*** Opening of Material shown ***

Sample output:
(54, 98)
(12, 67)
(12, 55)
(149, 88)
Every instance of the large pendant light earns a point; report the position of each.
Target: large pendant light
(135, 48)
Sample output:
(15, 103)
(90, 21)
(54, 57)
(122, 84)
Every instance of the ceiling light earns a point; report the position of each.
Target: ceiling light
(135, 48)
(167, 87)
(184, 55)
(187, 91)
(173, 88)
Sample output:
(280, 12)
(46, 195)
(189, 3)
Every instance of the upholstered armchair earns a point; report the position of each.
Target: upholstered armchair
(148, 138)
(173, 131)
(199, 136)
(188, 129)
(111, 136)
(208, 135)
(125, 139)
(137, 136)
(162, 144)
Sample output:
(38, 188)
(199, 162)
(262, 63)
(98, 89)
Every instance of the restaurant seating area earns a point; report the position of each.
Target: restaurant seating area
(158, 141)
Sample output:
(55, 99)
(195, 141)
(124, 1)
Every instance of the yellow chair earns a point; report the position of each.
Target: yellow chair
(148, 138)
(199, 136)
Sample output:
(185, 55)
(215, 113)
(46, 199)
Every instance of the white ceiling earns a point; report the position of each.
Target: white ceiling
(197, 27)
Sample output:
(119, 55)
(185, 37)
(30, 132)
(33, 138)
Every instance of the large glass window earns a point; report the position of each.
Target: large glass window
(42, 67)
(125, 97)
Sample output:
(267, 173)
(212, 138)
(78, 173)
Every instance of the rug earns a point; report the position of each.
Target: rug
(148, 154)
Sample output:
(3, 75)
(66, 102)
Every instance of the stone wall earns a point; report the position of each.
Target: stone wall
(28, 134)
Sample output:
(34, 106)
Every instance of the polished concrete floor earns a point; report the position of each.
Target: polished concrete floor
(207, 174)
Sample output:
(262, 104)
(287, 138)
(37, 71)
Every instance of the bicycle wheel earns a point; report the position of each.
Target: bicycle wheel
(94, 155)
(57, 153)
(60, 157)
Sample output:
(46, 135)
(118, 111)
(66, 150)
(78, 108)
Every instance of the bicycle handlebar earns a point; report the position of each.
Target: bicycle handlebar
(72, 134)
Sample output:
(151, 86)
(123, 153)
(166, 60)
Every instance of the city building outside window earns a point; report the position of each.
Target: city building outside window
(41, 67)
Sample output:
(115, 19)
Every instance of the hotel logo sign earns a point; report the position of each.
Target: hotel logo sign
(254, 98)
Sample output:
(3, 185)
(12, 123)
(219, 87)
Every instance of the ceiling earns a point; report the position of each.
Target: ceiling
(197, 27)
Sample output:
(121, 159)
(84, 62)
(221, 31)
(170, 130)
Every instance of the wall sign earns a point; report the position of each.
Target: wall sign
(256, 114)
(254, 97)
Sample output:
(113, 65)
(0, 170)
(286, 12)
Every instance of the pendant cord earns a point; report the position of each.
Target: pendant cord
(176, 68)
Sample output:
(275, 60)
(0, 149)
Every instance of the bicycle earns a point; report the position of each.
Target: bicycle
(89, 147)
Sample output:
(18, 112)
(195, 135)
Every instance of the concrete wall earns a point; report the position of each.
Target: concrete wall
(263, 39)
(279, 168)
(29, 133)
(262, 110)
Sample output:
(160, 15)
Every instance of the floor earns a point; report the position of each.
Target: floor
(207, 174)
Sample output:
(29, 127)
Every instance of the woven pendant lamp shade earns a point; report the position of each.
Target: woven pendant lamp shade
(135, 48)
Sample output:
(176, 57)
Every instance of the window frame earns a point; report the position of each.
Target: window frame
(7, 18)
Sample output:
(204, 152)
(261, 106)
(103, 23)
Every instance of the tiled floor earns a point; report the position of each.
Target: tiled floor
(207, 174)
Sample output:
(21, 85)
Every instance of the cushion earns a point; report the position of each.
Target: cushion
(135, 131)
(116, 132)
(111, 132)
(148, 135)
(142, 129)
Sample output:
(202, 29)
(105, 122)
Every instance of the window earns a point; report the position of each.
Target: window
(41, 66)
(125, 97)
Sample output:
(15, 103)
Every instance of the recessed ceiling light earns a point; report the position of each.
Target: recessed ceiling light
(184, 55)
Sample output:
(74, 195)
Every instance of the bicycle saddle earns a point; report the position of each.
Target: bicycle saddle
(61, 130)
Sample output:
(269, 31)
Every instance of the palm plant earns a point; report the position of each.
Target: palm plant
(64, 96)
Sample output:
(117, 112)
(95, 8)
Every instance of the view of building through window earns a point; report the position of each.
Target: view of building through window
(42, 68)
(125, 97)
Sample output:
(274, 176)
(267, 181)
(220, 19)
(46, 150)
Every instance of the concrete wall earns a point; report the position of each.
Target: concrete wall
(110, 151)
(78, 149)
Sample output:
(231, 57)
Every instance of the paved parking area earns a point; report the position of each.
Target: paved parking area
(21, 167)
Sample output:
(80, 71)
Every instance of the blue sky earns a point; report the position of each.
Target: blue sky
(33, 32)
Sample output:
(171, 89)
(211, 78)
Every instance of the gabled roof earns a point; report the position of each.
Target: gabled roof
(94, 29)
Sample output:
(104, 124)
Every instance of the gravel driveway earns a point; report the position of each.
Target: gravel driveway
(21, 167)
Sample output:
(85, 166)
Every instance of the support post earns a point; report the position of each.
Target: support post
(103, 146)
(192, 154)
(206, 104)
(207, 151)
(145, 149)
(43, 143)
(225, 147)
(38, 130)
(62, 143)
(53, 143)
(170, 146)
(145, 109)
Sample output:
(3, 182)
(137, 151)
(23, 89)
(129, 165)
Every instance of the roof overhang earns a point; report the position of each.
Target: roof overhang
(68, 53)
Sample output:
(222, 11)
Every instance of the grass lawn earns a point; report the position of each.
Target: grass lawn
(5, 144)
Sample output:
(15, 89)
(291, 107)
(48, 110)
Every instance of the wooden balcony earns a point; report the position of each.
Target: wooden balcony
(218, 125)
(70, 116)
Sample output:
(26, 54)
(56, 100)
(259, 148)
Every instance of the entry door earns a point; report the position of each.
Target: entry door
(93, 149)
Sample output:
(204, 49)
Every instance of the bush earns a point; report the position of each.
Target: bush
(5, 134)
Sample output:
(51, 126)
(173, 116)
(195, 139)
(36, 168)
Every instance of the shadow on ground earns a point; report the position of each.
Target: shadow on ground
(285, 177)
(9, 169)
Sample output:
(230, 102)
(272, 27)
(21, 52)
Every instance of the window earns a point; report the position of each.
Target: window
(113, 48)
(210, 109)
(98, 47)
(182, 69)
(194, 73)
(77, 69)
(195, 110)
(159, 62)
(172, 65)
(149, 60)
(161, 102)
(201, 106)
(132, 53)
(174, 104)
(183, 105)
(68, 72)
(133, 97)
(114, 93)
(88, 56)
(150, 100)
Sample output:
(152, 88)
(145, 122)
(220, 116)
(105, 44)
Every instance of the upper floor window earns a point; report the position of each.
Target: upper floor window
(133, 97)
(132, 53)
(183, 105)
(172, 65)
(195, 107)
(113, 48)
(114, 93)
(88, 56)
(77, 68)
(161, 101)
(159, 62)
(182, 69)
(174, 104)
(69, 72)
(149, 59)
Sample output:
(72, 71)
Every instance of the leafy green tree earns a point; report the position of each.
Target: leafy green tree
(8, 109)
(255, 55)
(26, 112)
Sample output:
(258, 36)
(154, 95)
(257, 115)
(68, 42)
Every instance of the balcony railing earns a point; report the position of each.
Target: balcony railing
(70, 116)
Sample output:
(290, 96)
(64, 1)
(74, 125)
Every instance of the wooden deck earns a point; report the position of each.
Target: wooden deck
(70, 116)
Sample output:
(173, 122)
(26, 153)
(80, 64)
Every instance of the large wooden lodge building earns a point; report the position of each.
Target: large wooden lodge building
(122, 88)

*** Close of Material shown ***

### Goal of the exercise
Retype the whole listing above. Please keep it exact.

### Response to this exercise
Sample output:
(54, 98)
(12, 67)
(12, 55)
(149, 88)
Every instance of the large pendant light earns a point; report the position of each.
Target: large pendant light
(135, 48)
Sample output:
(15, 103)
(90, 21)
(54, 57)
(122, 84)
Every instance of the ceiling light earns a point; report the position of each.
Target: ceiling light
(135, 48)
(167, 87)
(184, 55)
(187, 91)
(173, 88)
Sample output:
(280, 12)
(46, 195)
(189, 3)
Every instance of the upholstered armchair earns a point; report the position of each.
Target: upholstered armchair
(148, 138)
(173, 131)
(199, 136)
(188, 129)
(111, 136)
(208, 135)
(125, 139)
(137, 136)
(162, 144)
Sample output:
(38, 188)
(199, 162)
(262, 63)
(98, 89)
Every instance of the restaurant seating area earns a point; report the position of each.
Target: restaurant seating area
(158, 141)
Sample output:
(55, 99)
(195, 141)
(124, 1)
Every instance of the yellow chair earns a point; report the position of each.
Target: yellow chair
(148, 138)
(199, 136)
Sample output:
(185, 55)
(215, 113)
(46, 199)
Every instance of the white ceiling earns a point; report the position of each.
Target: white ceiling
(197, 27)
Sample output:
(119, 55)
(185, 37)
(30, 132)
(33, 138)
Every instance of the large glass window earns a point; report the position of each.
Target: large glass window
(42, 67)
(125, 97)
Sample output:
(267, 173)
(212, 138)
(78, 173)
Every instance of the rug earns a point; report the position of each.
Target: rug
(148, 154)
Sample output:
(3, 75)
(66, 102)
Every instance of the stone wall earns a point; report the position of each.
Target: stone wall
(28, 134)
Sample output:
(34, 106)
Every instance of the polished concrete floor earns a point; report the position of each.
Target: polished concrete floor
(207, 174)
Sample output:
(262, 104)
(287, 138)
(37, 71)
Every instance of the bicycle wheel earns a point; report the position of each.
Target: bicycle wheel
(94, 155)
(57, 153)
(60, 157)
Sample output:
(46, 135)
(118, 111)
(66, 150)
(78, 108)
Every instance of the bicycle handlebar earns a point; report the position of each.
Target: bicycle handlebar
(72, 134)
Sample output:
(151, 86)
(123, 153)
(166, 60)
Every instance of the city building outside window earns a point; report the position of each.
Target: city building outside window
(41, 67)
Sample output:
(115, 19)
Every instance of the hotel logo sign earns a point; report the position of each.
Target: hotel logo sign
(254, 98)
Sample output:
(3, 185)
(12, 123)
(219, 87)
Every instance of the ceiling earns a point; report the position of each.
Target: ceiling
(197, 27)
Sample output:
(121, 159)
(84, 62)
(221, 31)
(170, 130)
Every instance of the wall sign earns a point; report the position of each.
Target: wall sign
(256, 114)
(254, 97)
Sample output:
(113, 65)
(0, 170)
(286, 12)
Every instance of the pendant cord earns a point; report the position of each.
Target: pendant cord
(176, 68)
Sample output:
(275, 60)
(0, 149)
Every instance of the bicycle earns a point; report the position of each.
Target: bicycle
(89, 147)
Sample output:
(18, 112)
(195, 135)
Every instance of the concrete wall earns a point; report the position of each.
Target: concrete wall
(263, 39)
(279, 168)
(29, 133)
(262, 110)
Sample output:
(160, 15)
Every instance of the floor earns a point; report the position of each.
Target: floor
(207, 174)
Sample output:
(29, 127)
Every instance of the woven pendant lamp shade earns a point; report the position of each.
Target: woven pendant lamp shade
(135, 48)
Sample output:
(176, 57)
Every instance of the window frame earns a point; report the position of each.
Target: window frame
(7, 18)
Sample output:
(204, 152)
(261, 106)
(103, 23)
Every instance of the tiled floor earns a point; report the position of each.
Target: tiled floor
(207, 174)
Sample output:
(21, 85)
Every instance of the cushion earns a point; report the position of each.
Target: cushion
(135, 131)
(116, 132)
(111, 132)
(148, 135)
(142, 129)
Sample output:
(202, 29)
(105, 122)
Every instance of the window earns a point; report the position of each.
Target: window
(41, 66)
(125, 97)
Sample output:
(15, 103)
Every instance of the recessed ceiling light earns a point; report the position of each.
Target: recessed ceiling light
(184, 55)
Sample output:
(74, 195)
Every instance of the bicycle saddle earns a point; report the position of each.
Target: bicycle saddle
(61, 130)
Sample output:
(269, 31)
Every instance of the palm plant earns a point; report the position of each.
Target: palm plant
(64, 96)
Sample output:
(117, 112)
(95, 8)
Every instance of the view of building through window earns a point; report the position of each.
Target: view of building through window
(42, 68)
(125, 97)
Sample output:
(274, 176)
(267, 181)
(220, 19)
(46, 150)
Every instance of the concrete wall earns a point; report the position of each.
Target: concrete wall
(110, 151)
(78, 149)
Sample output:
(231, 57)
Every instance of the paved parking area earns a point; report the position of each.
Target: paved parking area
(21, 167)
Sample output:
(80, 71)
Every instance of the blue sky earns a point; report the position of each.
Target: blue sky
(33, 32)
Sample output:
(171, 89)
(211, 78)
Every instance of the gabled roof earns a point; report the position of each.
Target: gabled roof
(94, 29)
Sample output:
(104, 124)
Every instance of the gravel driveway earns a point; report the position of each.
Target: gravel driveway
(21, 167)
Sample output:
(85, 166)
Every instance of the support post earns a point; report the position of each.
Target: support post
(103, 146)
(192, 154)
(206, 104)
(207, 151)
(145, 149)
(43, 143)
(225, 147)
(38, 130)
(62, 143)
(53, 143)
(170, 146)
(145, 109)
Sample output:
(3, 182)
(137, 151)
(23, 89)
(129, 165)
Every instance of the roof overhang earns a point; report the position of each.
Target: roof overhang
(68, 53)
Sample output:
(222, 11)
Every instance of the grass lawn earns a point; report the position of each.
Target: grass lawn
(5, 144)
Sample output:
(15, 89)
(291, 107)
(48, 110)
Every instance of the wooden balcony earns a point; report the position of each.
Target: wooden balcony
(218, 125)
(70, 116)
Sample output:
(26, 54)
(56, 100)
(259, 148)
Every instance of the entry door earns a point; report the position of each.
Target: entry door
(93, 149)
Sample output:
(204, 49)
Every instance of the bush earns a point; report the position of each.
Target: bush
(5, 134)
Sample output:
(51, 126)
(173, 116)
(195, 139)
(36, 168)
Every instance of the shadow on ground earns a point; report the position of each.
Target: shadow on ground
(285, 177)
(9, 169)
Sample output:
(230, 102)
(272, 27)
(21, 52)
Every instance of the window earns a point; report the position of each.
Target: window
(113, 48)
(210, 109)
(98, 47)
(182, 69)
(194, 73)
(77, 69)
(195, 110)
(159, 62)
(172, 65)
(149, 60)
(161, 102)
(201, 106)
(132, 53)
(174, 104)
(183, 105)
(68, 72)
(133, 97)
(114, 93)
(88, 56)
(150, 100)
Sample output:
(152, 88)
(145, 122)
(220, 116)
(105, 44)
Every instance of the upper floor window earns a point; report the position of each.
Target: upper floor window
(133, 97)
(132, 53)
(183, 105)
(172, 65)
(195, 107)
(113, 48)
(114, 93)
(88, 56)
(77, 68)
(161, 101)
(159, 62)
(182, 69)
(174, 104)
(69, 72)
(149, 59)
Sample output:
(72, 71)
Every instance of the leafy green tree earns a point; report the position of each.
Target: leafy green tree
(8, 109)
(255, 55)
(26, 112)
Sample output:
(258, 36)
(154, 95)
(257, 115)
(68, 42)
Every instance of the balcony railing earns a point; report the position of each.
Target: balcony railing
(70, 116)
Sample output:
(290, 96)
(64, 1)
(74, 125)
Every instance of the wooden deck earns a point; report the position of each.
Target: wooden deck
(70, 116)
Sample output:
(173, 122)
(26, 153)
(80, 64)
Every instance of the large wooden lodge building earns a point; report the position of each.
Target: large wooden lodge building
(122, 88)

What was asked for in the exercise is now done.